▸ **EXERCISE INSTRUCTIONS**
Copy the records from the line containing "Mark one point on every instance of the statue" up to and including the final line of the records, adding -40 to every pixel coordinate in the answers.

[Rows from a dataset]
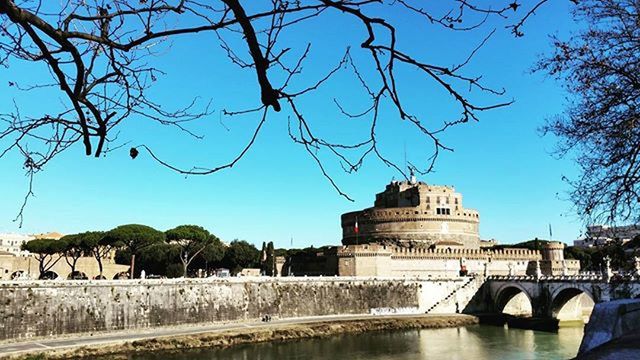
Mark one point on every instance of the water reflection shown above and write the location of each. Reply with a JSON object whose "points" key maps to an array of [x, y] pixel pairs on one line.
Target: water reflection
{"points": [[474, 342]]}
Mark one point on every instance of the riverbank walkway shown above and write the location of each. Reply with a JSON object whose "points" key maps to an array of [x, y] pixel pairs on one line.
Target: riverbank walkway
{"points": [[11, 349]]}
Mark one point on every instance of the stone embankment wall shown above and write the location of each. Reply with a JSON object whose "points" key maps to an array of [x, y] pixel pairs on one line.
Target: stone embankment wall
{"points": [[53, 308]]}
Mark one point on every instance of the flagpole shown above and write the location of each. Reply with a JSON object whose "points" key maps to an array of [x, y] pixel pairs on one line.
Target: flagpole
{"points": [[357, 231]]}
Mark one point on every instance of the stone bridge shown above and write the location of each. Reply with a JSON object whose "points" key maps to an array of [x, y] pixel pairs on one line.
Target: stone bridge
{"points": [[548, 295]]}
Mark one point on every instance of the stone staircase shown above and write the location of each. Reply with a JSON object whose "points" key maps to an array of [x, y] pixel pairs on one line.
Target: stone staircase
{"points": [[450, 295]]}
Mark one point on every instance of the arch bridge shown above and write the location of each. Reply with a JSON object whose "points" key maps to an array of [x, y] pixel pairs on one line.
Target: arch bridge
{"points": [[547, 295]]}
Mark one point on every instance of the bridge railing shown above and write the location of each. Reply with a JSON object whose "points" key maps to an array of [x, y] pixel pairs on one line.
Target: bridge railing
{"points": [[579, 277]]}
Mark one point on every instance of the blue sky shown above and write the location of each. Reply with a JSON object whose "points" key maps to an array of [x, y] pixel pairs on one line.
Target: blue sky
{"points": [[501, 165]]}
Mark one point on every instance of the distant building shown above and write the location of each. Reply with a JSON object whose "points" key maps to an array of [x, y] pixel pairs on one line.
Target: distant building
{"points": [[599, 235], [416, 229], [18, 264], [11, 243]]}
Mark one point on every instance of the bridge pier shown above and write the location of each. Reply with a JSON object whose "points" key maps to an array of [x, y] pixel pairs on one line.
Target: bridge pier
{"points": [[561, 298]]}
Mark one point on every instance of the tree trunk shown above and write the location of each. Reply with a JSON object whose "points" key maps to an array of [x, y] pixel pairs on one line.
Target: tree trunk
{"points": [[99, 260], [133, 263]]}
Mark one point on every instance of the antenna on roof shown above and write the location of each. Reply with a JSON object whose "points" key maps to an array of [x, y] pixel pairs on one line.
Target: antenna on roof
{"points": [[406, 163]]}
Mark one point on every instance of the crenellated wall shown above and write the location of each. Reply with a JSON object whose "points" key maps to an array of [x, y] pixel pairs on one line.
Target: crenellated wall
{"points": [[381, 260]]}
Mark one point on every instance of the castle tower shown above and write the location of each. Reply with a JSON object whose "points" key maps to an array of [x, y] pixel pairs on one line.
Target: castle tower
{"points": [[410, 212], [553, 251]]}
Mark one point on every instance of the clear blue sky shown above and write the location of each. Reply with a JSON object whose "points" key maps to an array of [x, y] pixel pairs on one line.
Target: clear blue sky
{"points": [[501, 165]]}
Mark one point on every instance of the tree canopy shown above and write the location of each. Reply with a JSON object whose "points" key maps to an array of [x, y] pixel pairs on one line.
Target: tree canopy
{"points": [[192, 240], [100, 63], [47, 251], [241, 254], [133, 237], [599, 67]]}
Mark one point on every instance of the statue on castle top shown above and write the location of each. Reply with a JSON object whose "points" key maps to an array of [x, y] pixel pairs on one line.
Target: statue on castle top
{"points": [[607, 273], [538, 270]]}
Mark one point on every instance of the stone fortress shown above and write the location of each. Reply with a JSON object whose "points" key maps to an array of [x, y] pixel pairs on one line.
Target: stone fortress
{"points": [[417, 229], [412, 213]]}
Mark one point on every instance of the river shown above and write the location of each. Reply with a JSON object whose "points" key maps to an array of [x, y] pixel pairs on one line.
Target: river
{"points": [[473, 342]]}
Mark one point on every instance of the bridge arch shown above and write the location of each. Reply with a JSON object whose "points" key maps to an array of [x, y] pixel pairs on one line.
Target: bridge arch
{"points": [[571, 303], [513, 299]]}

▸ **THE RESULT**
Mark one point on every instance of the statue on castle top shown above and write the location of each. Reply with a JSON object whose "points" key maps to an array of [x, y] pixel pairs on one line.
Target: statue on castle top
{"points": [[567, 233], [498, 230]]}
Mark one point on every instance of the stone fortress shown above and write the location of each. Reply with a JSON object whose "points" key maps to an array of [x, y] pixel pairs on one line.
Target: stone fortress
{"points": [[377, 189], [372, 173]]}
Mark one point on every instance of the river shown above and write the location of each. Reply with a JSON object whose "points" key maps to an array of [x, y] pixel pairs on one line.
Target: river
{"points": [[433, 302]]}
Mark one point on every instance of the bridge arch shown above and write the location of each. Reply with a JSON object whose "points" key maps to an array of [x, y] pixel pairs on one line.
Target: bridge arch
{"points": [[531, 263], [473, 259]]}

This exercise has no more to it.